WHAT YOU WILL DO
Carry on the workflow document below about shaping a feature through brainstorming, starting right after its last line.

| name | workflows-brainstorm |
| description | Shape a feature through collaborative R/S/fit-check dialogue before planning implementation |
Shape a Feature or Improvement
Runtime Tools
When this skill needs user questions, todo/progress tracking, subagents, or another skill, use the active runtime equivalents in RUNTIME_TOOLS.md.
Adhere to the Builder Ethos (ETHOS.md): Boil the Lake, Search Before Building, User Sovereignty.
Note: The current year is 2026. Use this when dating brainstorm documents.
Shaping answers WHAT to build through structured R/S/fit-check dialogue. It precedes /workflows-plan, which answers HOW to build it.
You MUST load skill: shaping as methodology reference throughout this workflow.
Feature Description
<feature_description> $ARGUMENTS </feature_description>
If the feature description above is empty, ask the user: "What would you like to explore? Please describe the feature, problem, or improvement you're thinking about."
Do not proceed until you have a feature description from the user.
Execution Flow
Phase 0: Assess Requirements Clarity
Evaluate whether brainstorming is needed based on the feature description.

GIVEN INFORMATION
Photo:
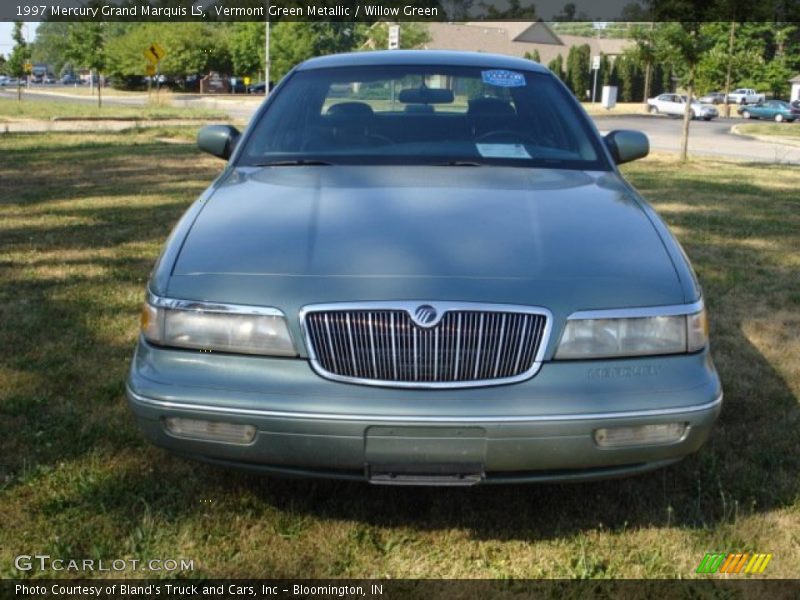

TASK RESULT
Clear requirements indicators:
- Specific acceptance criteria provided
- Referenced existing patterns to follow
- Described exact expected behavior
- Constrained, well-defined scope
If requirements are already clear:
Use structured user-question tool to suggest: "Your requirements seem detailed enough to proceed directly to planning. Should I run /workflows-plan instead, or would you like to shape the idea further?"
Phase 1: Frame the Problem
1.1 Repository Research (Lightweight)
You MUST run a repo scan to understand existing patterns before proceeding:
- Launch subagent
repo-research-analyst with prompt ("Understand existing patterns related to: <feature_description>")
Do not skip this.
Focus on: similar features, established patterns, active project instruction guidance.
1.2 Collaborative Framing
Use the structured user-question tool to gather the Frame — one question at a time; interview me relentlessly until we reach a shared understanding. Walk down each branch of the design tree, resolving dependencies between decisions one-by-one
Capture verbatim:
- Source — Original requests, quotes, or material that prompted the work (preserve exact wording)
Distill collaboratively:
- Problem — What's broken, what pain exists (distilled from source)
- Outcome — What success looks like (high-level, not solution-specific)
This is the shaping "Frame" — the "why" before any solution work begins.
Phase 2: Populate R (Requirements)
Gather requirements via structured user-question tool, one at a time.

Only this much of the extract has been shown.